## Dataset records on object locations
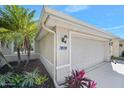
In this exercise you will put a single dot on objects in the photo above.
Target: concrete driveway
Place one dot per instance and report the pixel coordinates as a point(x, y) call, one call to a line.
point(108, 75)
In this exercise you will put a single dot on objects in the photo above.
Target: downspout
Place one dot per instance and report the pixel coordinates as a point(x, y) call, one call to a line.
point(53, 32)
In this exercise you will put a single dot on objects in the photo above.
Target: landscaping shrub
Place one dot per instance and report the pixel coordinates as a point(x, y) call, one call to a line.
point(78, 80)
point(27, 79)
point(4, 79)
point(16, 80)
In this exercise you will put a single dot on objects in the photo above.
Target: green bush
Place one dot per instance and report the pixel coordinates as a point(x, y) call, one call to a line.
point(40, 80)
point(16, 80)
point(27, 79)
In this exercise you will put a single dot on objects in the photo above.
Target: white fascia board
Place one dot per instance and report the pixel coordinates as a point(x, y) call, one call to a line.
point(52, 21)
point(75, 21)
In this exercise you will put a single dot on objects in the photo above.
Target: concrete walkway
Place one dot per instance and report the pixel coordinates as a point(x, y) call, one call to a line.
point(108, 75)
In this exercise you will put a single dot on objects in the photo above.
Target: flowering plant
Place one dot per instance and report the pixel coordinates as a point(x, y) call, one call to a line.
point(78, 80)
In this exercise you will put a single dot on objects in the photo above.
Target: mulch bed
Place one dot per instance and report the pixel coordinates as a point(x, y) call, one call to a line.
point(31, 66)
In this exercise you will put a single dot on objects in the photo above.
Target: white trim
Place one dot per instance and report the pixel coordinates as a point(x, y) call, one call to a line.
point(70, 19)
point(77, 34)
point(42, 57)
point(70, 51)
point(63, 66)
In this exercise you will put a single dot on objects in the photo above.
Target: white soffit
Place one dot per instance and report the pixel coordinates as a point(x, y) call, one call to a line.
point(70, 19)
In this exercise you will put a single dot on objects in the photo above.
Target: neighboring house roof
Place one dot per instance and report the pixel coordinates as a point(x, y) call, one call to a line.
point(48, 14)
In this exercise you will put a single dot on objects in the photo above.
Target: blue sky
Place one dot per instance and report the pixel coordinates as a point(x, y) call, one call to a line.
point(107, 17)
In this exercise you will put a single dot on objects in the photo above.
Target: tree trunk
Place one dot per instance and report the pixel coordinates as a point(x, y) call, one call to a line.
point(28, 46)
point(18, 54)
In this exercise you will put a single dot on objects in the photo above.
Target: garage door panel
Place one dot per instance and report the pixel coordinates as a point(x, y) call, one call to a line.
point(86, 52)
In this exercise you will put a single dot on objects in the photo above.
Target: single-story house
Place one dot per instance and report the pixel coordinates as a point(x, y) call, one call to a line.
point(65, 44)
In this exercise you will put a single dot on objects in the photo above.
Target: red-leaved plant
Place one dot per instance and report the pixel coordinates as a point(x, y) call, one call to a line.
point(78, 80)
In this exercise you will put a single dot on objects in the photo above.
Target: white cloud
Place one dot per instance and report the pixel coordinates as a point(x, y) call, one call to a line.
point(114, 28)
point(76, 8)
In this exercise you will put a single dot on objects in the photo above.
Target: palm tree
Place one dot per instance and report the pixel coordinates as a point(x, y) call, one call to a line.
point(18, 22)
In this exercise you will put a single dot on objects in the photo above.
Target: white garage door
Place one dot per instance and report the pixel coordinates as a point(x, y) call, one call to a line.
point(87, 52)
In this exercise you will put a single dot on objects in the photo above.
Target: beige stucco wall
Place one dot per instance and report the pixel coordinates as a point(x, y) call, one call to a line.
point(115, 48)
point(46, 47)
point(46, 51)
point(121, 49)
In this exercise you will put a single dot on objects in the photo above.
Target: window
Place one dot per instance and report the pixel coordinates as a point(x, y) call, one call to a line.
point(22, 50)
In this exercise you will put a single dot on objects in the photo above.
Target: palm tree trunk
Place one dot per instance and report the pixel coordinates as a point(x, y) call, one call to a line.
point(28, 46)
point(18, 54)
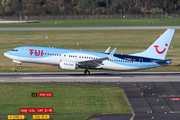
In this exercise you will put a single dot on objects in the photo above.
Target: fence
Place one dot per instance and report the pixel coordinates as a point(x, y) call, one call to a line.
point(72, 17)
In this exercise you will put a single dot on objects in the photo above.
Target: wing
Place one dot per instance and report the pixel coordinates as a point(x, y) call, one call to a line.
point(92, 63)
point(96, 63)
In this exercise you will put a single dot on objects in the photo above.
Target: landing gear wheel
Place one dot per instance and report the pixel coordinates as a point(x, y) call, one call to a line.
point(20, 67)
point(87, 72)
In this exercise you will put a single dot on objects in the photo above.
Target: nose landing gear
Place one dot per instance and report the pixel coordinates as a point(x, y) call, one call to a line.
point(20, 66)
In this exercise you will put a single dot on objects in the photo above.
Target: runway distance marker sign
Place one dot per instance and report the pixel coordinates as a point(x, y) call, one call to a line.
point(16, 117)
point(45, 94)
point(44, 110)
point(27, 110)
point(33, 94)
point(41, 117)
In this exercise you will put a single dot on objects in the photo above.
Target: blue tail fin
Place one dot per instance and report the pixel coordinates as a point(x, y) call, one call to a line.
point(159, 48)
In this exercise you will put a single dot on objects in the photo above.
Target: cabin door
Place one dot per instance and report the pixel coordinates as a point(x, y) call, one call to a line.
point(140, 62)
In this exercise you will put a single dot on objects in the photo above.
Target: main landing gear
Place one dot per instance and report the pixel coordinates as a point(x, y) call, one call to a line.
point(20, 66)
point(87, 72)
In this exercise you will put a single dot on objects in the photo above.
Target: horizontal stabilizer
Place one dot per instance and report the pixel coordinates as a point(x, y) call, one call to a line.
point(112, 53)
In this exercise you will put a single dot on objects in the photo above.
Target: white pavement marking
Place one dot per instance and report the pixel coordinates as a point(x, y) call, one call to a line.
point(70, 78)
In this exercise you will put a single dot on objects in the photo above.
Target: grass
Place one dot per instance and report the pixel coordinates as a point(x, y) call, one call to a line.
point(68, 98)
point(53, 117)
point(99, 22)
point(126, 41)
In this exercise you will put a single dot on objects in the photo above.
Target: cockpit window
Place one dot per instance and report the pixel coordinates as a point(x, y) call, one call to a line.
point(15, 50)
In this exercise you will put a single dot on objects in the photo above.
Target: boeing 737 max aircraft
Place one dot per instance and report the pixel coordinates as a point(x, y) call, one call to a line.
point(67, 59)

## WHAT IS NEEDED
Locate each line in the entries above that contains the string "house", and copy every such line.

## EXERCISE RESPONSE
Target: neighboring house roof
Target: single-story house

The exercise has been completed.